Instruction: According to the passage on St. Vincent and ALBA, how much has the Argyle International Airport project cost relative to the country's economy?

Provided passage:
--- Begin ---

Such rhetoric, however, is not always acted upon. For Venezuela itself, the United States remains its top economic partner. And in the smaller ALBA countries, Saint Vincent and the Grenadines in particular, the anti-American agenda of the alliance means little. As The Economist explains, St. Vincent’s membership in the club follows largely from economic considerations:

Not all of [ALBA’s] members are anti-American firebrands …. Some, like St Vincent and the Grenadines, are simply small Caribbean island nations looking for friends on all sides. In 2005 Ralph Gonsalves, its prime minister, brought the country of around 100,000 into PetroCaribe, Venezuela’s subsidised-credit scheme for oil exports. Four years later he signed up for ALBA itself. St Vincent has benefited from the relationship with cheaper fuel for electricity and with machines used in the construction of a new airport.

Membership in the alliance brings subsidies to cash-strapped St. Vincent and the Grenadines and allows Chavez to chalk up another member in his ostensibly anti-U.S. geopolitical block. As such, both sides see benefits to the arrangement. But Saint Vincent remains a parliamentary democracy, and Chavez’s politics have limited electoral appeal. In 2009, the country’s voters decisively rejected a plan to drop the British monarch as its official head of state, despite support for the measure from both major political parties. St. Vincent also has no desire to antagonize either the United States or the global economic elite, in part because high-end tourism has emerged as a mainstay of its economy.

Ironically, membership in ALBA enhances St. Vincent’s ability to reap profits from well-off tourists. The Argyle International Airport, under construction since 2008, is the cornerstone of the country’s economic strategy, as it will be able to accommodate the large jets needed to expand tourism. The civil engineering obstacles on the rugged island have raised the costs of the project to a staggering forty-four percent of total GDP; when the global economic crisis jeopardized funding, St. Vincent threw in its lot with ALBA. The resulting alliance has brought in the Cuban labor and the Venezuelan machinery and fuel necessary to complete the airport, promising a heightened flow of vacationers to a country that is already geared toward the top end of the market.

--- End ---

Supplied data:
--- Begin ---

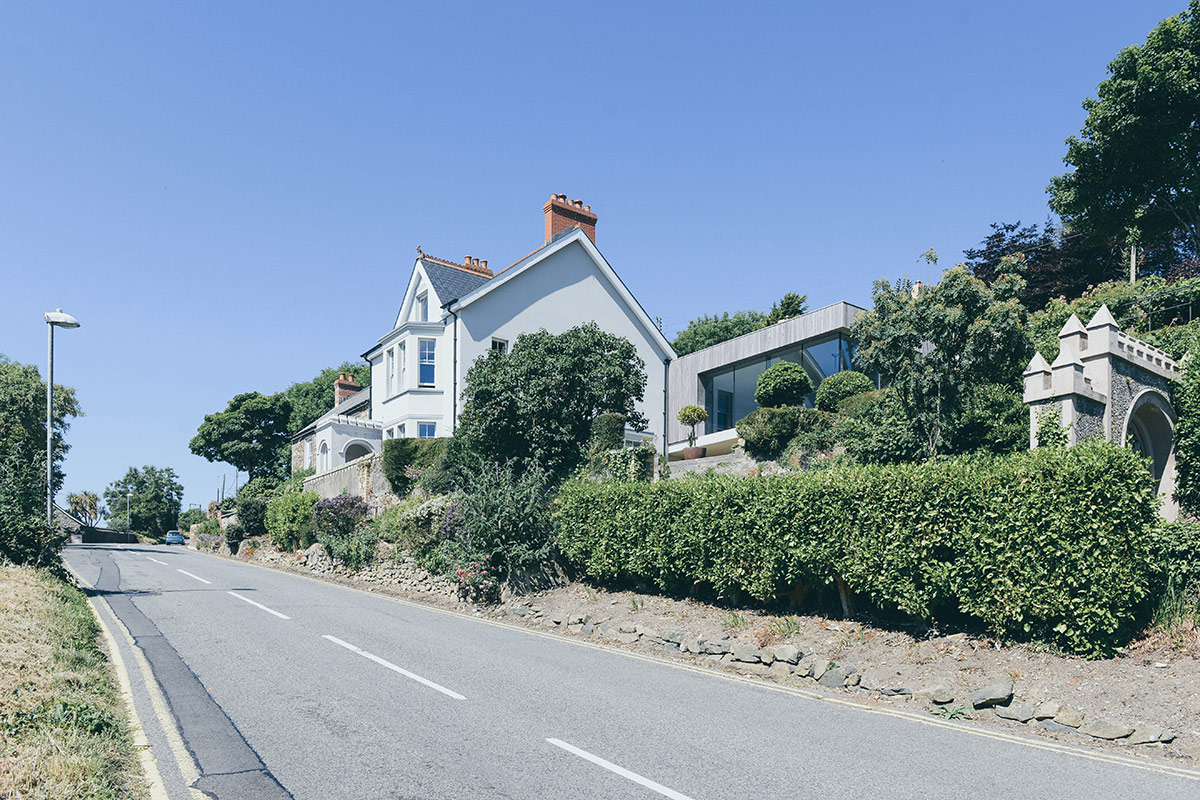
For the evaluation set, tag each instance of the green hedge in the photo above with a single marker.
(1051, 545)
(401, 453)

--- End ---

Solution: Forty-four percent of total GDP.